When I started this series I had this place in mind as a definite for my list of Most Haunted Places in the World. It was only after really researching it, studying it, gazing mutely at the disturbing images of real suicide victims in states of morbid suspended animation in little nooks and crannies of this immense, sad sea of trees that I realized this was the most haunting place I had ever encountered. Long after the computer was turned off, over a long period of days, the images and the story continued to haunt me like nothing I have ever experienced. I could not get it off my mind. That a place could have such power, could convey such unnerving emotion merely through cyberspace glances of its ghostly reality, convinced me this place simply had to be number one.

-- STATED GOAL 1 --
Format the rows as a Markdown table with the columns n and Line, one row number and its line per table row, starting with the row that contains "For every instance of the metal crowd" and going on through the last of the rows. Leave out blank lines and the pictures.

-- PROVIDED RECORDS --
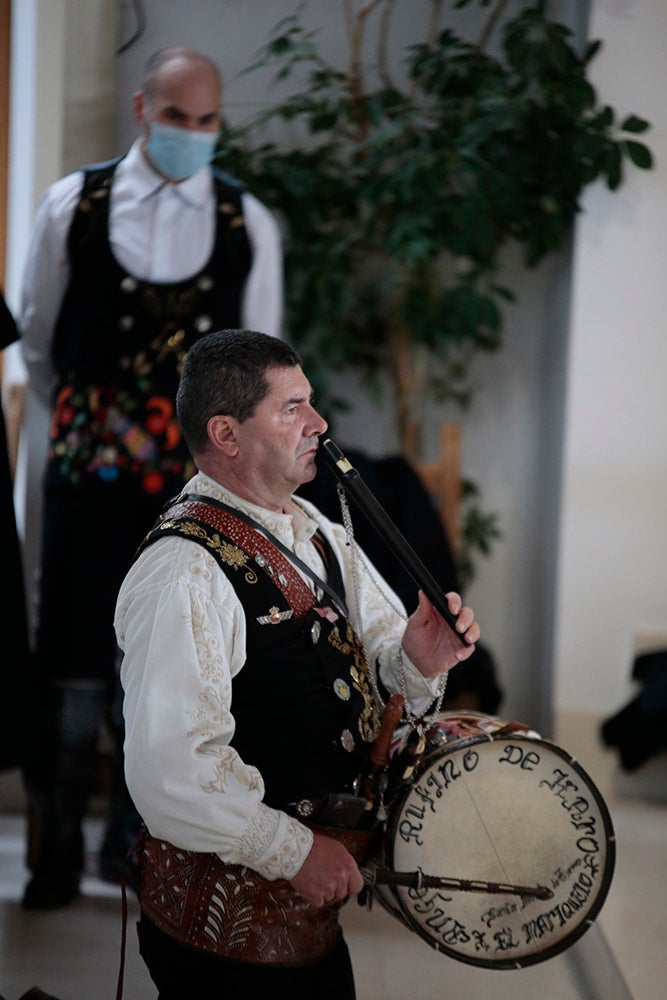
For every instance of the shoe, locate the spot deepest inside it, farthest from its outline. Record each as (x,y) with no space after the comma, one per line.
(51,892)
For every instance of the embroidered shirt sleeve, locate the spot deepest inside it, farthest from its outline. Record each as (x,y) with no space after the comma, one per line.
(182,632)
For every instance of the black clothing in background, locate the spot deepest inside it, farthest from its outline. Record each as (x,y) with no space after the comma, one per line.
(638,731)
(14,659)
(400,492)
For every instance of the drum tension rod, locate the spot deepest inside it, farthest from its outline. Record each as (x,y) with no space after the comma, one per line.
(374,875)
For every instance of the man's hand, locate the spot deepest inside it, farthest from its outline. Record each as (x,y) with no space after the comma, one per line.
(328,874)
(429,641)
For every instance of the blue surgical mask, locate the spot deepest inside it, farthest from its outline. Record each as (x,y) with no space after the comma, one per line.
(179,152)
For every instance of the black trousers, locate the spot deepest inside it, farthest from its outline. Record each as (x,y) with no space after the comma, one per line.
(181,973)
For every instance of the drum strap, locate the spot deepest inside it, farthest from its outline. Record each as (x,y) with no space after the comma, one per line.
(232,911)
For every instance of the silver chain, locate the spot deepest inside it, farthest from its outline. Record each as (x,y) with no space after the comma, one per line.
(357,555)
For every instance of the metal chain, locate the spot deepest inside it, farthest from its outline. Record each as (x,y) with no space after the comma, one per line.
(415,723)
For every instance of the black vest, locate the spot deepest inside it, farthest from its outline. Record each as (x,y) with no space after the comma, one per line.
(120,343)
(303,704)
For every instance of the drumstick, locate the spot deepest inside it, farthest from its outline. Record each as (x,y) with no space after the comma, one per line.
(373,875)
(353,484)
(391,716)
(375,784)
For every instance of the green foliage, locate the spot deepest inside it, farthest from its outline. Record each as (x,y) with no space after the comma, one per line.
(398,200)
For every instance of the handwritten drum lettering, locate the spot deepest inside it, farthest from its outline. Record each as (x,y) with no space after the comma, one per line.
(528,761)
(560,914)
(460,811)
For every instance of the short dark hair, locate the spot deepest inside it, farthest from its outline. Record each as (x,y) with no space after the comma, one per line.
(225,372)
(157,60)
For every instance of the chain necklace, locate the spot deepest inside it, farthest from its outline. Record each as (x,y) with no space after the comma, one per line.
(417,724)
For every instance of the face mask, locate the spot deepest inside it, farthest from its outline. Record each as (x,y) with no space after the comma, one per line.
(178,152)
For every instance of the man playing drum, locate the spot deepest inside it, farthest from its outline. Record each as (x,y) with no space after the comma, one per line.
(259,648)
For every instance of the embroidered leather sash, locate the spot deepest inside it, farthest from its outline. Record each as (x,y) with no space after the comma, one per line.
(233,912)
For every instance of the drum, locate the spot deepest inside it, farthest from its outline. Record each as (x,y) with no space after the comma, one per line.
(517,833)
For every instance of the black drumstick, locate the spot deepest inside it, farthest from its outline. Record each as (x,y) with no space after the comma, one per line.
(353,484)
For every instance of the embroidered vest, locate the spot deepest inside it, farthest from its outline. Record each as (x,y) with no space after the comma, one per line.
(303,705)
(120,343)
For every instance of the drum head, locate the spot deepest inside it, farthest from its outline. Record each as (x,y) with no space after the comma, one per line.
(512,810)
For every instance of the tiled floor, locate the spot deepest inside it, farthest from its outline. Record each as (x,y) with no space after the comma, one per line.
(74,954)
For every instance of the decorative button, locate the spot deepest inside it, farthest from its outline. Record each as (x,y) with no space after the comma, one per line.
(342,689)
(347,739)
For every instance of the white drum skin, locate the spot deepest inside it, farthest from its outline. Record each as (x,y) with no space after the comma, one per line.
(491,801)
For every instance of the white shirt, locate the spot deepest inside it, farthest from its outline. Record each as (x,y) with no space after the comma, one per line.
(158,232)
(182,630)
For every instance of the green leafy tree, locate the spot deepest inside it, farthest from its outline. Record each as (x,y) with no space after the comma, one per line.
(398,200)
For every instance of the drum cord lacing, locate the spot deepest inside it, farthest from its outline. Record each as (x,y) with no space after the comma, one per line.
(416,723)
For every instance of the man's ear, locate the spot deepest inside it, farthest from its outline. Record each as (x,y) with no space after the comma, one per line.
(221,431)
(138,107)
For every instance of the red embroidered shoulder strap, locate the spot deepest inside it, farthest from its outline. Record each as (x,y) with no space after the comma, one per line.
(253,543)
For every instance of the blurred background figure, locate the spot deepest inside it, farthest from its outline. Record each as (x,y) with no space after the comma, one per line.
(14,618)
(130,262)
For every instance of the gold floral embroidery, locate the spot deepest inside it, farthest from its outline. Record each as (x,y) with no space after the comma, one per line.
(228,553)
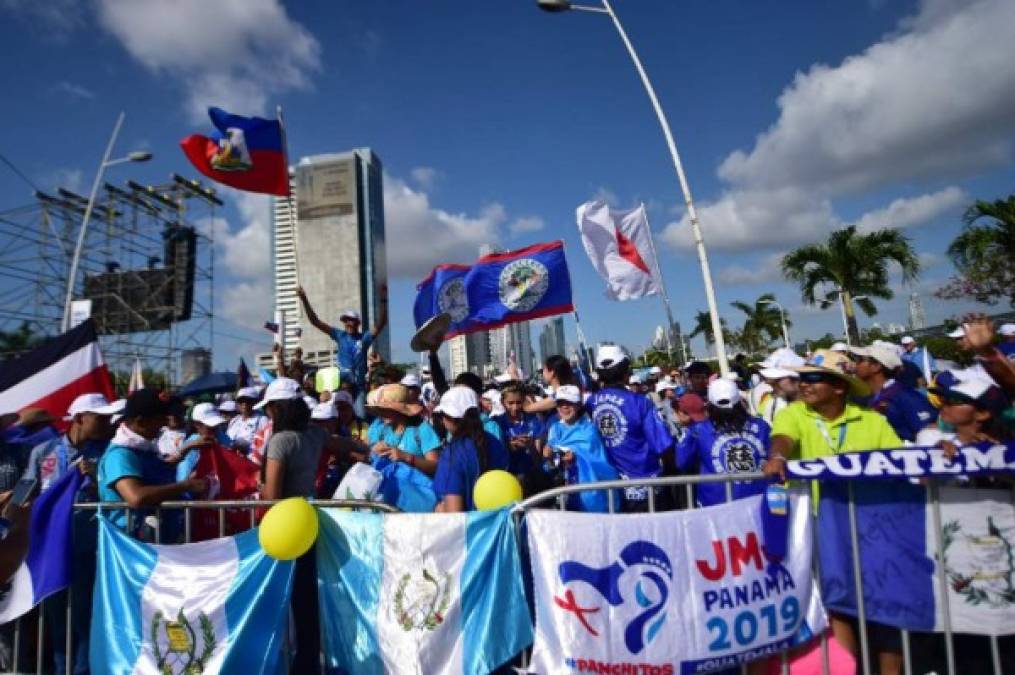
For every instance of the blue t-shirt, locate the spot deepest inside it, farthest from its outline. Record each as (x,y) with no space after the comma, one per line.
(415,440)
(725,453)
(530,424)
(458,467)
(351,354)
(634,433)
(120,462)
(905,409)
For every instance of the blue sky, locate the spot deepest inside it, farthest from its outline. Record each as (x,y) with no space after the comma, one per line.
(495,120)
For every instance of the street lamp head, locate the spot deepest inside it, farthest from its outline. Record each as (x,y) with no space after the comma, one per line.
(554,5)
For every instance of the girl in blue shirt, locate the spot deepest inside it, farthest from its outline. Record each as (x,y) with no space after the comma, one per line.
(469,451)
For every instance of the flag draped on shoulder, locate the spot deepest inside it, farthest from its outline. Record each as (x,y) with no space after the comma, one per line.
(497,289)
(619,246)
(49,564)
(217,606)
(244,152)
(415,593)
(53,375)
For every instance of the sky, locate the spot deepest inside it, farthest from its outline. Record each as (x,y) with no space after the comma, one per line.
(495,120)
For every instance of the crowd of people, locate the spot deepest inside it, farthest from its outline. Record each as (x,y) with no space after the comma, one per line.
(566,426)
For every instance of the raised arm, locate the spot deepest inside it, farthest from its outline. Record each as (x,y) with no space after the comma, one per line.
(312,315)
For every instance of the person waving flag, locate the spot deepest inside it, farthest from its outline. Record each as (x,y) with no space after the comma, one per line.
(244,152)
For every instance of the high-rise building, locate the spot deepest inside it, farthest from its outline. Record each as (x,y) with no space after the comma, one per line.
(918,319)
(551,339)
(333,246)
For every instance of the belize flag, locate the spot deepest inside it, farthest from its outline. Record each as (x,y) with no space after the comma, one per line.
(898,555)
(218,606)
(420,593)
(49,565)
(245,152)
(497,289)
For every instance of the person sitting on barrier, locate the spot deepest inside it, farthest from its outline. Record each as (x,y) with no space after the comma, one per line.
(824,422)
(131,470)
(729,441)
(906,410)
(636,439)
(469,451)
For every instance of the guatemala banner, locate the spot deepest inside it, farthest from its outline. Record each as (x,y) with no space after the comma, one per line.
(898,546)
(420,593)
(217,606)
(498,289)
(982,458)
(679,592)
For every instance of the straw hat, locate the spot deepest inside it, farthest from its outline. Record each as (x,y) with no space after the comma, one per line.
(395,398)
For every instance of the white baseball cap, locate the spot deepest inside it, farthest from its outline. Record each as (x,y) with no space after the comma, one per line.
(568,393)
(252,393)
(723,393)
(457,401)
(95,403)
(206,414)
(324,411)
(609,354)
(280,389)
(342,397)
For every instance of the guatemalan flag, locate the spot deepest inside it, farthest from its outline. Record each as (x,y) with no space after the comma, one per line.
(49,565)
(245,152)
(497,289)
(218,606)
(898,545)
(415,593)
(56,373)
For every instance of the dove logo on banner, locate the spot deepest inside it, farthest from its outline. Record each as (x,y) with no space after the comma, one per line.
(687,592)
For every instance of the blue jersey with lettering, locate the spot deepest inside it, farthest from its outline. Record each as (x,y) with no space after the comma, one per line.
(715,451)
(633,432)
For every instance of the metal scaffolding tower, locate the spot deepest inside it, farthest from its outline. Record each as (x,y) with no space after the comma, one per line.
(129,230)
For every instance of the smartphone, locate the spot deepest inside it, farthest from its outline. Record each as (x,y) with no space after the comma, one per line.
(24,490)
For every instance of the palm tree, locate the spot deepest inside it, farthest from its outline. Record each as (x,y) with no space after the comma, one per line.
(702,326)
(985,254)
(763,324)
(851,264)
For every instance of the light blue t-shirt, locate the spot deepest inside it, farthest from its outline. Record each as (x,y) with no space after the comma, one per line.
(121,462)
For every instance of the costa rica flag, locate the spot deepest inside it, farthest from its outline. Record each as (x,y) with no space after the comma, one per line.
(244,152)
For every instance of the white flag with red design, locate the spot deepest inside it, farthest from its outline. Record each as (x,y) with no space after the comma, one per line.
(619,246)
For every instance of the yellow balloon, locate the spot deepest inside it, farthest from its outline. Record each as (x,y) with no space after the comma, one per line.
(288,529)
(495,489)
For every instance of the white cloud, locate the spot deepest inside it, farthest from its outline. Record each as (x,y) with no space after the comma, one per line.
(527,224)
(915,211)
(921,103)
(420,235)
(73,90)
(229,53)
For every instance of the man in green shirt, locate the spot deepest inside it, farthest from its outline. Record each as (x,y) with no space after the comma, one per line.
(823,422)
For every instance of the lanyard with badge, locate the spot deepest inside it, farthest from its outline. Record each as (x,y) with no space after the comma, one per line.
(823,428)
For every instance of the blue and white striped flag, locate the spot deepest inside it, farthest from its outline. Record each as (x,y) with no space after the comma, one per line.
(217,606)
(420,593)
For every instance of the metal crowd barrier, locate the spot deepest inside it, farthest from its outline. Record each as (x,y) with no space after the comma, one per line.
(556,497)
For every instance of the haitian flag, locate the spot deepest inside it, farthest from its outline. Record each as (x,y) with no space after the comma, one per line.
(497,289)
(245,152)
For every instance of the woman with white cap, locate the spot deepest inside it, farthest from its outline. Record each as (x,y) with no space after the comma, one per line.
(469,451)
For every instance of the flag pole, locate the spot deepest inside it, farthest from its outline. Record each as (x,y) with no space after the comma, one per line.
(293,220)
(662,287)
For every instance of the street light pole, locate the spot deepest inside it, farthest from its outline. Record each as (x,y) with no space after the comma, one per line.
(83,229)
(717,328)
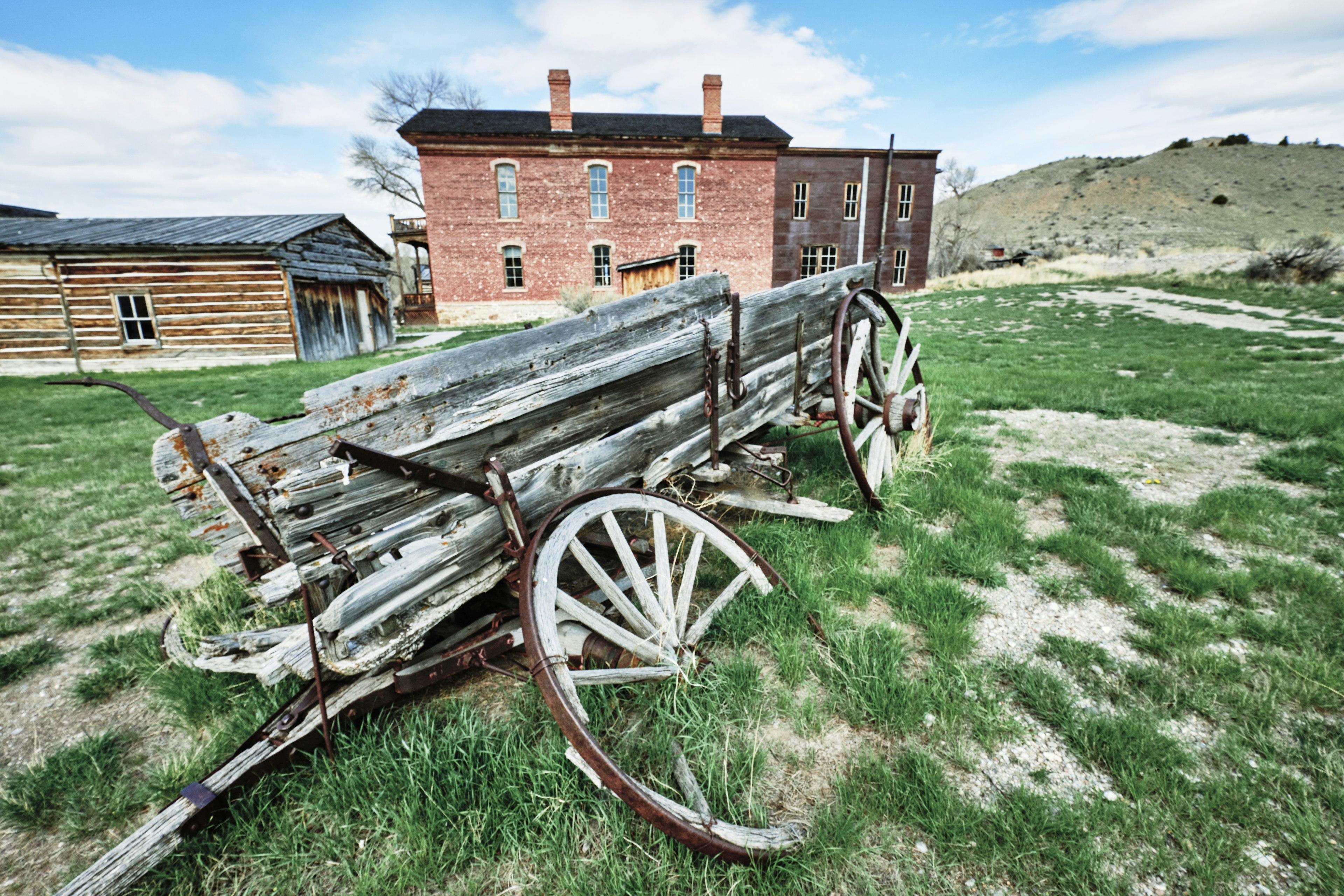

-- STATED GOAL 2 --
Extract the passage about the haunting sea of trees in full, word for word.

-- REPLY 1 --
| n | Line |
|---|---|
| 1 | For every instance of the metal crowd barrier, locate the spot deepest inside it, farthest from its outline. Record each as (x,y) with no space after the comma, one per line. |
| 2 | (556,497) |
| 3 | For every instance of the haitian flag, locate the spot deepest inside it, farthest from its outline. Record each as (x,y) with no space after the comma, one per line. |
| 4 | (497,289) |
| 5 | (245,152) |
| 6 | For every instance of the woman with white cap, locate the spot deepest inside it, farthest from its outline. Record each as (x,y) with no space after the comma, one per line. |
| 7 | (469,451) |
| 8 | For every instance of the flag pole, locate the spot deepest inside it, farthest from its outline. Record each as (x,y) with no space after the comma, one per line. |
| 9 | (293,220) |
| 10 | (662,287) |
| 11 | For every instance of the street light pole, locate the spot deepest inside it, farthest from its outline. Record each as (x,y) with no space after the comma, one per line. |
| 12 | (83,229) |
| 13 | (717,328) |

-- REPLY 2 --
When I started this series I had this place in mind as a definite for my list of Most Haunted Places in the World. It was only after really researching it, studying it, gazing mutely at the disturbing images of real suicide victims in states of morbid suspended animation in little nooks and crannies of this immense, sad sea of trees that I realized this was the most haunting place I had ever encountered. Long after the computer was turned off, over a long period of days, the images and the story continued to haunt me like nothing I have ever experienced. I could not get it off my mind. That a place could have such power, could convey such unnerving emotion merely through cyberspace glances of its ghostly reality, convinced me this place simply had to be number one.